• _Source records_
◆ ◆ ◆ ◆
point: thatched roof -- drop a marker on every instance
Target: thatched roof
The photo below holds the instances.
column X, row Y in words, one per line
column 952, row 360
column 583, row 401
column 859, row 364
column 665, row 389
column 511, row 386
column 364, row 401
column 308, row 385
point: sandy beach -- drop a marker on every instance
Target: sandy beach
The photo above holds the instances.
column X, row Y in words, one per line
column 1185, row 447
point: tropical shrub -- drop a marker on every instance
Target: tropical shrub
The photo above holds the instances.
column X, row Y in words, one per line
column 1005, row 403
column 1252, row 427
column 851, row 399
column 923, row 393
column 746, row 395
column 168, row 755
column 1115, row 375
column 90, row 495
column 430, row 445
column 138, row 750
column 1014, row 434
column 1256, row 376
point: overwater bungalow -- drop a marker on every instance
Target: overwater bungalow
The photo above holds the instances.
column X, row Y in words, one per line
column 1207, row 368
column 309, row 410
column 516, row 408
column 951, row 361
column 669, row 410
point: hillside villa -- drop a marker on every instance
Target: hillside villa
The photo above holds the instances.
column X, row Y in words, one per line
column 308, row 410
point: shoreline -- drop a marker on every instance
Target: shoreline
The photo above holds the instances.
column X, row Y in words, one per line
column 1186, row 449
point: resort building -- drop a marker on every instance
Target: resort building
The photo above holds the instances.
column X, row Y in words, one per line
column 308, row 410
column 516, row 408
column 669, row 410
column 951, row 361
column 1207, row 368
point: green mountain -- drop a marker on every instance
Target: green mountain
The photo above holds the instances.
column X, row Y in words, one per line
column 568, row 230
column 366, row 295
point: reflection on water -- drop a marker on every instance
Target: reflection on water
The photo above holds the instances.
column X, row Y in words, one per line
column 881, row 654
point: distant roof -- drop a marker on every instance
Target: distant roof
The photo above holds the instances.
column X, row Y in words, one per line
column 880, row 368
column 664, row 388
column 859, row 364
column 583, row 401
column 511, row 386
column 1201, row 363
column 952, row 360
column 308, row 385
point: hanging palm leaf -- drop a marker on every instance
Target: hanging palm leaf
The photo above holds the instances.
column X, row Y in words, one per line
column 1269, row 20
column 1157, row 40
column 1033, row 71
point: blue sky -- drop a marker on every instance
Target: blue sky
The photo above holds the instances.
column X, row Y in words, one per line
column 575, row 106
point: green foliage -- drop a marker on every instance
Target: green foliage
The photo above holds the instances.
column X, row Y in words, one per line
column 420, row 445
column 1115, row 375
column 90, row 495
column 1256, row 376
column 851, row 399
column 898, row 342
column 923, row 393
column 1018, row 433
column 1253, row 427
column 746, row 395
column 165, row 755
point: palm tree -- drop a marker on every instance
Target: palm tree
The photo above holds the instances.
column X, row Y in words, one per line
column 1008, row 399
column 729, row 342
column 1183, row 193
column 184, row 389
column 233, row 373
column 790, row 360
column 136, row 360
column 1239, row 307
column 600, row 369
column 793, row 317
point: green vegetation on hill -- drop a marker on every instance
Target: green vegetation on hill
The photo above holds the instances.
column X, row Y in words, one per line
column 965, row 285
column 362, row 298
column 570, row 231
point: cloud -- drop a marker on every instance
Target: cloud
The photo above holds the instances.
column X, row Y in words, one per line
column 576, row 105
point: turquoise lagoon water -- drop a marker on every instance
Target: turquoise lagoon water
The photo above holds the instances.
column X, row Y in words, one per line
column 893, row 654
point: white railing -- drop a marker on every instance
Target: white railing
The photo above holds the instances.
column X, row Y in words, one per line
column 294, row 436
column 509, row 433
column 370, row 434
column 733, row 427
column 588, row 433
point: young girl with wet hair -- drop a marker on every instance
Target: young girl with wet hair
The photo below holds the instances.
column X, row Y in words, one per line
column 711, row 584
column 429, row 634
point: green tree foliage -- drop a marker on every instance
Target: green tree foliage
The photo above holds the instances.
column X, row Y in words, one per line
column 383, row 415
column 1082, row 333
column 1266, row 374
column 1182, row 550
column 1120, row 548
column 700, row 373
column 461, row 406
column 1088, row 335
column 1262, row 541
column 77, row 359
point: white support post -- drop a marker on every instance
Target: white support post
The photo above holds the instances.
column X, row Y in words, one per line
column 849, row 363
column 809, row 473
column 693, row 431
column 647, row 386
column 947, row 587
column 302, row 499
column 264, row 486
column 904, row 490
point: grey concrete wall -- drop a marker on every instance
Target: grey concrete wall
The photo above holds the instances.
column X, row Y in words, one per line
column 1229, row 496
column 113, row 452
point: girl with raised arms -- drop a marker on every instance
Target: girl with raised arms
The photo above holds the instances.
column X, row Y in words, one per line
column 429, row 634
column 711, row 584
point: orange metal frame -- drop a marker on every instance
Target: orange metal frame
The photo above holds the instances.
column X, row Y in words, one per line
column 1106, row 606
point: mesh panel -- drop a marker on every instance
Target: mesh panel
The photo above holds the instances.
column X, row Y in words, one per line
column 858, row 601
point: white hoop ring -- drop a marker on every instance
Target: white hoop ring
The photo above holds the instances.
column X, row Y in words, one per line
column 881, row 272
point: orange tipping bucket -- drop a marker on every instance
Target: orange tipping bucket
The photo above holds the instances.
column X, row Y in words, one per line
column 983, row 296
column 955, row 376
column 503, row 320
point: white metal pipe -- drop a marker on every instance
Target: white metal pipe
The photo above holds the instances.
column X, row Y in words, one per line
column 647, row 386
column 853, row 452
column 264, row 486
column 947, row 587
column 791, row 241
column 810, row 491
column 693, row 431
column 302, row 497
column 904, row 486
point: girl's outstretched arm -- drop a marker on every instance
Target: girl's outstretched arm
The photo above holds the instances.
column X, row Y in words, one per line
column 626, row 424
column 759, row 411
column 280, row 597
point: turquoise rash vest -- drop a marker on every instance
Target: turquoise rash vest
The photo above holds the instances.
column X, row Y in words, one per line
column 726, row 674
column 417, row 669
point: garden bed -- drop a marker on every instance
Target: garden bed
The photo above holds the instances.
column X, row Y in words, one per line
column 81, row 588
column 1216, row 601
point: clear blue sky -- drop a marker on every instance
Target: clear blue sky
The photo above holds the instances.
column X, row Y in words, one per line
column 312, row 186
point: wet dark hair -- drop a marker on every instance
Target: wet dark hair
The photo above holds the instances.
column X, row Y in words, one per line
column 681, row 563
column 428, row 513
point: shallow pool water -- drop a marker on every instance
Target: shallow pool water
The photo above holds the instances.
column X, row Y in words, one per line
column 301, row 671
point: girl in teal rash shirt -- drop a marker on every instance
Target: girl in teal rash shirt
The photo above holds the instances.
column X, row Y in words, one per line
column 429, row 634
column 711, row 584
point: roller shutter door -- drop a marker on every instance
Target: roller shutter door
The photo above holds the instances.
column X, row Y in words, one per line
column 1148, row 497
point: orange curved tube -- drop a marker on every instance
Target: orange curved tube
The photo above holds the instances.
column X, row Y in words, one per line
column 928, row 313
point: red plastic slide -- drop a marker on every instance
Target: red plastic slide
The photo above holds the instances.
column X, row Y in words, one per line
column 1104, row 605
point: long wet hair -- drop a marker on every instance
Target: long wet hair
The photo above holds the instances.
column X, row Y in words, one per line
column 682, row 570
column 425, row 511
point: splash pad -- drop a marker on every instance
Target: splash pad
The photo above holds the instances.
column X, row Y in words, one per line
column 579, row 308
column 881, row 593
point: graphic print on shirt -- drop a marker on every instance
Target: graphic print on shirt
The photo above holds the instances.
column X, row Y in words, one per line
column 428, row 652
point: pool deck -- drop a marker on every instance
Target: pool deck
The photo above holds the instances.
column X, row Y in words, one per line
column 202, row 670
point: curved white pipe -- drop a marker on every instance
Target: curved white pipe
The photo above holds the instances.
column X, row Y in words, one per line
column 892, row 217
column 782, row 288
◆ ◆ ◆ ◆
Rewrite every row above as a numbered list, omitting any blank lines.

1. point: thatched roof -- drop a marker on every instance
2. Target: thatched roof
3. The photo below holds the instances.
4. column X, row Y in words, one per line
5. column 952, row 360
6. column 583, row 401
7. column 859, row 364
8. column 665, row 389
9. column 511, row 386
10. column 364, row 401
11. column 308, row 385
12. point: sandy beach -- drop a marker on every instance
13. Target: sandy beach
14. The photo above holds the instances.
15. column X, row Y in words, one per line
16. column 1185, row 447
17. point: tropical shrub -- drop a marker on every instance
18. Target: tropical shrub
19. The photo above holds the instances.
20. column X, row Y in words, one per line
21. column 1005, row 403
22. column 1252, row 427
23. column 851, row 399
24. column 923, row 393
25. column 746, row 395
26. column 168, row 755
27. column 1115, row 375
28. column 90, row 495
29. column 430, row 445
30. column 138, row 750
31. column 1014, row 434
32. column 1256, row 376
33. point: overwater bungalow -- drop a marker on every instance
34. Target: overwater bungalow
35. The photo above holds the instances.
36. column X, row Y in words, one per line
37. column 1207, row 368
38. column 309, row 410
39. column 516, row 408
40. column 951, row 361
41. column 669, row 410
42. point: hillside villa -- drop a marker on every instance
43. Target: hillside villa
44. The photo above holds the instances.
45. column X, row Y in words, one per line
46. column 308, row 410
47. point: shoreline -- drop a marker on every instance
48. Target: shoreline
49. The photo above holds the instances.
50. column X, row Y in words, one per line
51. column 1186, row 449
52. point: resort building -- drop a marker on every instance
53. Target: resort building
54. The photo above holds the instances.
55. column X, row Y in words, one per line
56. column 308, row 410
57. column 516, row 408
58. column 669, row 410
59. column 951, row 361
60. column 1207, row 368
61. point: green mountain -- drop a marker on every instance
62. Target: green mountain
63. The photo above holds the instances.
64. column X, row Y in words, one per line
65. column 568, row 230
66. column 366, row 295
67. point: reflection on water -- drop a marker on every instance
68. Target: reflection on water
69. The photo above holds the instances.
70. column X, row Y in words, one per line
71. column 881, row 654
72. point: distant roof -- drop a marker on every instance
73. Target: distant roof
74. The photo above holds the instances.
75. column X, row Y in words, one per line
76. column 880, row 368
77. column 664, row 388
78. column 859, row 364
79. column 583, row 401
80. column 511, row 386
81. column 1201, row 363
82. column 952, row 360
83. column 308, row 385
84. point: hanging palm leaf -- drop a marker on every instance
85. Target: hanging palm leaf
86. The photo above holds the instances.
87. column X, row Y in words, one per line
88. column 1269, row 20
89. column 1157, row 40
90. column 1033, row 71
91. point: blue sky -- drop a marker on every instance
92. Target: blue sky
93. The photo above holds the instances.
94. column X, row Y in words, one per line
95. column 575, row 106
96. point: green foliage -- drop a marker on every instance
97. Target: green foliage
98. The photo above holds the instances.
99. column X, row Y in words, one per line
100. column 420, row 445
101. column 1115, row 375
102. column 90, row 495
103. column 1256, row 376
104. column 851, row 399
105. column 898, row 342
106. column 923, row 393
107. column 1018, row 433
108. column 1253, row 427
109. column 746, row 395
110. column 165, row 755
111. point: palm tree -- drop a marker on every instance
112. Target: palm tree
113. The photo above holds the instances.
114. column X, row Y in words, one per line
115. column 1008, row 399
116. column 729, row 342
117. column 1183, row 193
118. column 184, row 389
119. column 233, row 373
120. column 790, row 360
121. column 136, row 360
122. column 1239, row 307
123. column 600, row 369
124. column 793, row 317
125. point: green vegetation on hill -- drop a marker on every instance
126. Target: green vegetation on hill
127. The photo above holds the instances.
128. column X, row Y in words, one per line
129. column 965, row 285
130. column 362, row 298
131. column 570, row 231
132. point: cloud -- drop a marker on every instance
133. Target: cloud
134. The photo above holds the instances.
135. column X, row Y in words, one per line
136. column 576, row 105
137. point: turquoise lagoon water -- drop a marker on every instance
138. Target: turquoise lagoon water
139. The photo above holds the instances.
140. column X, row Y in words, one per line
141. column 893, row 654
142. point: white railing -- drop a marker on every instance
143. Target: white railing
144. The photo above holds the instances.
145. column X, row Y in words, one per line
146. column 294, row 436
147. column 509, row 433
148. column 370, row 434
149. column 733, row 427
150. column 588, row 433
151. point: young girl with wet hair -- drop a marker on every instance
152. Target: young girl with wet hair
153. The photo below holds the instances.
154. column X, row Y in words, one per line
155. column 711, row 584
156. column 429, row 634
157. point: green tree foliage -- drop a marker on every instance
158. Target: green tree foliage
159. The photo above holds the instances.
160. column X, row Y in words, one per line
161. column 383, row 415
162. column 1082, row 333
163. column 1266, row 374
164. column 1182, row 550
165. column 1120, row 548
166. column 700, row 373
167. column 461, row 406
168. column 1088, row 335
169. column 1262, row 541
170. column 77, row 359
171. point: white support post -- drop a marker on every instance
172. Target: white support post
173. The photo above holds the instances.
174. column X, row Y in words, one per line
175. column 849, row 363
176. column 809, row 473
177. column 693, row 431
178. column 647, row 386
179. column 947, row 587
180. column 302, row 499
181. column 264, row 486
182. column 904, row 490
183. point: grey concrete wall -- drop a marker on every instance
184. Target: grey concrete wall
185. The photo above holds the instances.
186. column X, row Y in words, one per line
187. column 1229, row 496
188. column 113, row 452
189. point: girl with raised arms -- drop a marker on every instance
190. Target: girl with raised arms
191. The photo above holds the instances.
192. column X, row Y in words, one per line
193. column 429, row 634
194. column 711, row 584
195. point: orange metal frame -- drop a marker on every instance
196. Target: orange metal frame
197. The photo above holds the instances.
198. column X, row Y in words, one per line
199. column 1106, row 606
200. point: mesh panel -- drop a marker on every instance
201. Target: mesh panel
202. The photo above holds the instances.
203. column X, row Y in words, one per line
204. column 858, row 601
205. point: white hoop ring -- drop a marker on every instance
206. Target: white hoop ring
207. The photo above holds the instances.
208. column X, row Y in words, one per line
209. column 881, row 272
210. point: orange tipping bucket -- drop a marker on every instance
211. Target: orange tipping bucket
212. The photo above holds the instances.
213. column X, row Y in words, one per line
214. column 983, row 296
215. column 955, row 376
216. column 503, row 320
217. point: white metal pipe -- drop a marker on every instance
218. Target: white metal pipe
219. The photo above holds the instances.
220. column X, row Y in words, one per line
221. column 647, row 386
222. column 853, row 452
223. column 264, row 486
224. column 947, row 587
225. column 791, row 241
226. column 810, row 491
227. column 693, row 431
228. column 302, row 497
229. column 904, row 486
230. point: girl's outstretched arm -- drop a marker on every instance
231. Target: girl's outstretched arm
232. The photo above holds the instances.
233. column X, row Y in words, one per line
234. column 626, row 424
235. column 759, row 411
236. column 280, row 597
237. point: turquoise rash vest -- drop a marker on every instance
238. Target: turquoise rash vest
239. The photo above holds the instances.
240. column X, row Y in words, one per line
241. column 726, row 674
242. column 417, row 669
243. point: garden bed -- drop a marker on every instance
244. Target: garden bed
245. The photo above holds the instances.
246. column X, row Y in words, one per line
247. column 81, row 588
248. column 1216, row 601
249. point: clear blue sky -- drop a marker on every instance
250. Target: clear blue sky
251. The photo above holds the instances.
252. column X, row Y in words, one per line
253. column 312, row 186
254. point: wet dark hair -- drop a marker on every instance
255. Target: wet dark hair
256. The photo above holds the instances.
257. column X, row Y in words, one per line
258. column 681, row 563
259. column 428, row 513
260. point: shallow pool water -- drop a marker on every instance
261. Target: shallow pool water
262. The photo above holds the instances.
263. column X, row Y in words, one per line
264. column 301, row 671
265. point: girl in teal rash shirt -- drop a marker on every instance
266. Target: girl in teal rash shirt
267. The photo above holds the instances.
268. column X, row Y in words, one per line
269. column 429, row 634
270. column 711, row 584
271. point: roller shutter door -- drop a marker on every instance
272. Target: roller shutter door
273. The photo above holds the instances.
274. column X, row Y in words, one per line
275. column 1148, row 497
276. point: orange curved tube -- drop a marker on every instance
277. Target: orange curved tube
278. The photo above holds the instances.
279. column X, row Y in words, one per line
280. column 928, row 313
281. point: red plastic slide -- drop a marker on every instance
282. Target: red plastic slide
283. The photo above holds the instances.
284. column X, row Y in words, one per line
285. column 1104, row 605
286. point: long wet hair -- drop a marker on every instance
287. Target: long wet hair
288. The photo above holds the instances.
289. column X, row Y in words, one per line
290. column 682, row 570
291. column 425, row 511
292. point: splash pad -- drop a marker on every instance
293. Target: splash pad
294. The photo above holds the instances.
295. column X, row Y in words, one per line
296. column 579, row 308
297. column 881, row 593
298. point: graphic print on shirt -- drop a marker on every instance
299. Target: graphic print on shirt
300. The photo above holds the instances.
301. column X, row Y in words, one per line
302. column 428, row 652
303. point: pool deck -- drop a marker on every instance
304. Target: pool deck
305. The photo above holds the instances.
306. column X, row Y in words, one per line
307. column 202, row 670
308. point: curved white pipe -- drop a marker on every instance
309. Target: curved white pipe
310. The photo above holds the instances.
311. column X, row Y in words, one per line
312. column 892, row 217
313. column 782, row 288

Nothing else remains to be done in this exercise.